-- start Dataset extract --

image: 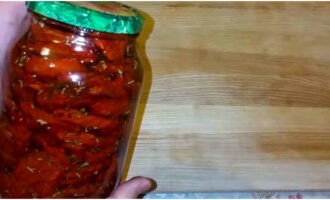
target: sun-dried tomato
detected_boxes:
[0,4,142,198]
[25,56,85,77]
[94,37,130,60]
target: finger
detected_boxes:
[109,177,156,199]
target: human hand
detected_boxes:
[0,2,155,198]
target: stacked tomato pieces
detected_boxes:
[0,18,142,198]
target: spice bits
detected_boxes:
[0,16,142,198]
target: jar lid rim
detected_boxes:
[27,1,143,34]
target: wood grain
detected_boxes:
[122,2,330,191]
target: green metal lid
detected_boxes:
[27,1,143,34]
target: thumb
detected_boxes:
[108,177,156,199]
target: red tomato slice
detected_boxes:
[25,56,85,77]
[94,37,129,60]
[54,109,117,129]
[12,152,64,198]
[8,123,31,155]
[91,98,130,116]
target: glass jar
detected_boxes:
[0,2,143,198]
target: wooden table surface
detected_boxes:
[122,2,330,192]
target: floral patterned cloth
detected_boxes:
[144,191,330,199]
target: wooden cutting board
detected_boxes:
[122,2,330,191]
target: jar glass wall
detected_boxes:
[0,2,143,198]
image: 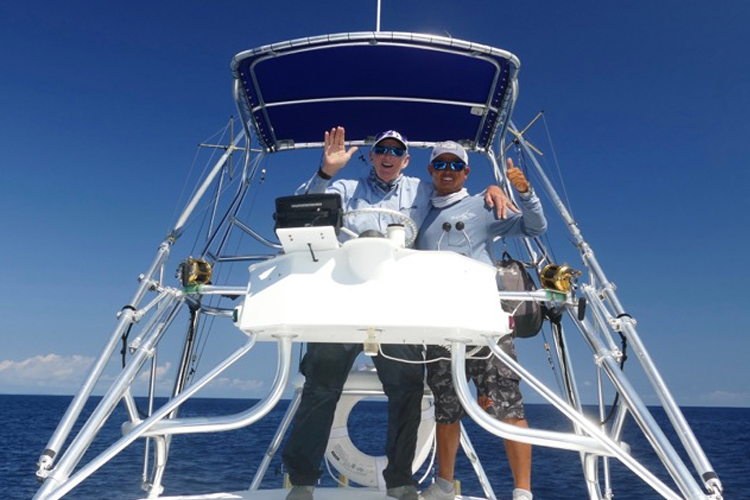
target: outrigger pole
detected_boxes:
[510,121,722,498]
[36,131,246,493]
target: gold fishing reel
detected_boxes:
[539,264,581,293]
[177,257,213,287]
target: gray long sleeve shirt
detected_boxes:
[297,170,435,240]
[415,192,547,265]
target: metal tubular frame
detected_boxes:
[518,121,720,486]
[34,336,256,500]
[451,338,697,500]
[486,122,721,498]
[458,422,497,500]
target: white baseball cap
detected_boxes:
[430,141,469,165]
[373,130,409,151]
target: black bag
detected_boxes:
[497,252,544,338]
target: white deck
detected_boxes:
[143,488,485,500]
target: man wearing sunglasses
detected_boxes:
[282,127,513,500]
[415,141,547,500]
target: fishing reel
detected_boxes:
[177,257,213,287]
[539,264,582,293]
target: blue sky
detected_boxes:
[0,0,750,406]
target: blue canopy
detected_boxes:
[232,32,520,152]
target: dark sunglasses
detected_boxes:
[372,146,406,158]
[432,161,466,172]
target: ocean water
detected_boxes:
[0,395,750,500]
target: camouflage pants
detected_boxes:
[427,335,524,424]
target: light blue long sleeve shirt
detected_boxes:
[414,192,547,265]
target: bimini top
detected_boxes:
[232,32,520,152]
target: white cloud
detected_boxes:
[698,391,750,407]
[0,354,94,389]
[207,377,265,393]
[0,354,171,394]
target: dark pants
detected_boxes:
[282,344,424,488]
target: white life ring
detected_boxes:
[325,374,435,490]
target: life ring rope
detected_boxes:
[325,395,435,490]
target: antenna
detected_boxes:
[504,110,544,156]
[375,0,380,33]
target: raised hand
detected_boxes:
[321,127,359,177]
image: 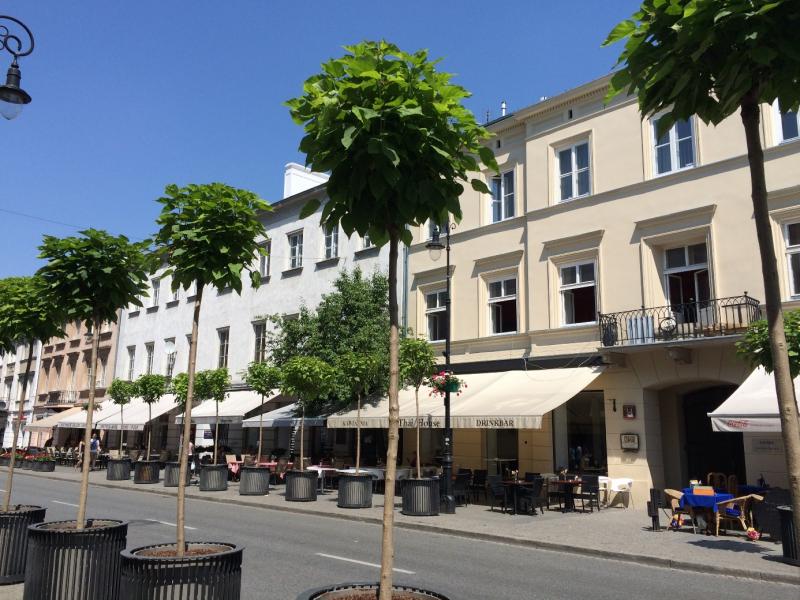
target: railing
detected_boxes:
[598,292,762,348]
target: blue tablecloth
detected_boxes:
[680,488,734,512]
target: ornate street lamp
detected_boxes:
[425,222,456,514]
[0,15,34,121]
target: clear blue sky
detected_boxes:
[0,0,638,277]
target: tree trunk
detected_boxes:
[3,340,36,511]
[742,90,800,544]
[379,231,400,600]
[75,317,100,530]
[176,282,204,556]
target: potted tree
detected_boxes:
[25,229,148,600]
[239,362,281,496]
[281,356,336,502]
[337,352,382,508]
[400,337,439,517]
[0,277,63,583]
[106,379,136,481]
[121,183,269,600]
[198,368,231,492]
[288,41,490,600]
[133,373,167,483]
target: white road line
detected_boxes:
[315,552,416,575]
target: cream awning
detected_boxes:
[327,367,603,429]
[97,394,178,431]
[242,403,325,427]
[708,367,800,433]
[175,390,280,425]
[25,406,86,431]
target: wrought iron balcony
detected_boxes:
[598,292,762,348]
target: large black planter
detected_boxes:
[0,506,47,584]
[777,506,800,566]
[23,519,128,600]
[297,583,449,600]
[133,460,159,483]
[239,467,270,496]
[336,473,372,508]
[200,464,228,492]
[106,458,131,481]
[402,478,439,517]
[164,462,192,487]
[286,471,319,502]
[120,542,243,600]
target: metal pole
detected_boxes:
[441,222,456,514]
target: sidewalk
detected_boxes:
[14,467,800,584]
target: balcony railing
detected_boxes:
[598,292,761,348]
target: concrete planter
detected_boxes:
[120,542,244,600]
[402,478,439,517]
[336,473,372,508]
[239,467,270,496]
[0,506,47,584]
[23,519,128,600]
[106,458,131,481]
[286,471,319,502]
[133,460,161,483]
[200,464,228,492]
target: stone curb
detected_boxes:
[20,472,800,585]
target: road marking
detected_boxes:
[316,552,416,575]
[147,519,197,531]
[52,500,78,508]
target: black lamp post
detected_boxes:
[425,222,456,514]
[0,15,34,121]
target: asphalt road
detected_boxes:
[0,472,800,600]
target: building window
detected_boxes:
[558,142,590,202]
[253,321,267,362]
[289,231,303,269]
[492,171,514,223]
[651,119,695,175]
[783,223,800,296]
[559,261,597,325]
[217,327,231,369]
[325,225,339,258]
[128,346,136,381]
[489,277,517,335]
[425,290,448,342]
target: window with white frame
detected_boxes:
[288,231,303,269]
[650,118,696,175]
[217,327,231,369]
[558,142,591,202]
[489,277,517,335]
[492,171,514,223]
[144,342,155,375]
[558,261,597,325]
[783,222,800,297]
[425,290,449,342]
[324,225,339,258]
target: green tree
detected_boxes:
[37,229,150,530]
[281,356,336,471]
[336,352,386,473]
[400,337,436,479]
[605,0,800,564]
[0,277,64,512]
[288,41,497,600]
[136,373,168,460]
[106,379,137,456]
[155,183,270,556]
[244,362,283,463]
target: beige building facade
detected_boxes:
[407,78,800,501]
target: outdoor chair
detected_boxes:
[715,494,764,535]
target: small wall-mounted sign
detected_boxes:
[619,433,639,452]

-- end Dataset extract --

• [Problem to work on]
Please write out every line of the records above without any changes, leaving out the pictures.

• [Exercise response]
image: 
target: sun-dried tomato
detected_boxes:
[0,4,142,198]
[25,56,85,77]
[94,37,130,60]
target: finger
detected_boxes:
[109,177,156,199]
target: human hand
detected_boxes:
[0,2,155,198]
target: stacked tomato pieces
detected_boxes:
[0,18,142,198]
target: spice bits
detected_boxes:
[0,16,142,198]
target: jar lid rim
detected_boxes:
[27,1,143,34]
target: wood grain
detected_boxes:
[122,2,330,191]
target: green metal lid
detected_boxes:
[27,1,143,34]
target: thumb
detected_boxes:
[108,177,156,199]
target: red tomato slice
detected_boxes:
[25,56,85,77]
[94,37,129,60]
[54,109,117,129]
[12,152,64,198]
[8,123,31,155]
[91,98,130,116]
target: glass jar
detected_boxes:
[0,2,143,198]
target: wooden table surface
detected_boxes:
[122,2,330,192]
target: floral patterned cloth
detected_boxes:
[144,191,330,199]
target: wooden cutting board
detected_boxes:
[122,2,330,191]
target: jar glass wall
detected_boxes:
[0,2,143,198]
image: 
target: outrigger pole
detected_boxes:
[510,121,722,498]
[36,131,246,493]
target: gold fishing reel
detected_boxes:
[539,264,581,293]
[177,257,213,287]
target: gray long sleeve shirt
detected_boxes:
[297,170,435,240]
[415,192,547,265]
target: metal tubular frame
detected_boxes:
[518,121,720,486]
[34,336,256,500]
[451,338,697,500]
[486,122,721,498]
[458,422,497,500]
target: white baseball cap
detected_boxes:
[430,141,469,165]
[373,130,409,151]
target: black bag
detected_boxes:
[497,252,544,338]
target: white deck
detected_boxes:
[143,488,485,500]
target: man wearing sunglasses
detected_boxes:
[282,127,513,500]
[415,141,547,500]
target: fishing reel
detected_boxes:
[177,257,213,287]
[539,264,582,293]
target: blue sky
detected_boxes:
[0,0,750,406]
target: blue canopy
detected_boxes:
[232,32,520,152]
target: dark sunglasses
detected_boxes:
[372,146,406,158]
[432,161,466,172]
target: ocean water
detected_boxes:
[0,395,750,500]
target: camouflage pants
detected_boxes:
[427,335,524,424]
target: light blue long sleeve shirt
detected_boxes:
[414,192,547,265]
target: bimini top
detected_boxes:
[232,32,520,152]
target: white cloud
detected_boxes:
[698,391,750,407]
[0,354,94,389]
[207,377,265,393]
[0,354,171,394]
target: dark pants
detected_boxes:
[282,344,424,488]
target: white life ring
detected_boxes:
[325,374,435,490]
target: life ring rope
detected_boxes:
[325,395,435,490]
target: antenna
detected_boxes:
[504,110,544,156]
[375,0,380,33]
target: raised hand
detected_boxes:
[321,127,359,177]
image: 
target: railing
detected_boxes:
[598,292,762,348]
target: blue tablecloth
detected_boxes:
[680,488,734,512]
target: ornate street lamp
detected_boxes:
[425,222,456,514]
[0,15,34,121]
target: clear blue sky
detected_boxes:
[0,0,638,277]
target: tree trunk
detected_boxes:
[3,340,36,511]
[742,90,800,544]
[379,231,400,600]
[75,317,100,530]
[176,282,204,556]
target: potted tree
detected_boxes:
[25,229,148,600]
[239,362,281,496]
[281,356,336,502]
[337,352,382,508]
[400,337,439,517]
[0,277,63,583]
[106,379,136,481]
[121,183,269,600]
[198,368,231,492]
[288,41,490,600]
[133,373,167,483]
target: white road line
detected_boxes:
[315,552,416,575]
target: cream awning
detected_boxes:
[327,367,603,429]
[97,394,178,431]
[242,403,325,427]
[708,367,800,433]
[175,390,280,425]
[25,406,86,431]
target: wrought iron balcony
detected_boxes:
[598,292,762,348]
target: large black planter
detected_boxes:
[0,506,47,584]
[777,506,800,566]
[23,519,128,600]
[297,583,449,600]
[133,460,159,483]
[239,467,270,496]
[336,473,372,508]
[200,464,228,492]
[106,458,131,481]
[402,478,439,517]
[164,462,192,487]
[286,471,319,502]
[120,542,243,600]
target: metal pole
detected_boxes:
[441,222,456,514]
target: sidewalk
detected_boxes:
[14,467,800,584]
target: balcony railing
detected_boxes:
[598,292,761,348]
target: concrete planter
detected_boxes:
[120,542,244,600]
[402,478,439,517]
[336,473,372,508]
[239,467,270,496]
[0,506,47,584]
[23,519,128,600]
[106,458,131,481]
[286,471,319,502]
[133,460,161,483]
[200,464,228,492]
target: stone curb
detected_boxes:
[20,472,800,585]
target: road marking
detected_boxes:
[316,552,416,575]
[147,519,197,531]
[52,500,78,508]
target: black lamp post
detected_boxes:
[425,222,456,514]
[0,15,34,121]
target: asphalt road
detected_boxes:
[0,472,800,600]
target: building window
detected_boxes:
[558,142,590,202]
[253,321,267,362]
[289,231,303,269]
[492,171,514,223]
[651,119,695,175]
[783,223,800,296]
[559,261,597,325]
[217,327,231,369]
[325,225,339,258]
[128,346,136,381]
[489,277,517,335]
[425,290,448,342]
target: window with white frame
detected_boxes:
[288,231,303,269]
[650,118,696,175]
[217,327,231,369]
[558,142,591,202]
[489,277,517,335]
[492,171,514,223]
[144,342,155,375]
[558,261,597,325]
[783,222,800,297]
[425,290,449,342]
[324,225,339,258]
target: green tree
detected_boxes:
[37,229,150,530]
[281,356,336,471]
[336,352,386,473]
[400,337,436,479]
[605,0,800,564]
[0,277,64,512]
[288,41,497,600]
[136,373,168,460]
[106,379,137,456]
[155,183,270,556]
[244,362,283,463]
target: beige building facade
detected_boxes:
[407,78,800,501]
target: outdoor chair
detected_boxes:
[715,494,764,535]
target: small wall-mounted sign
detected_boxes:
[619,433,639,452]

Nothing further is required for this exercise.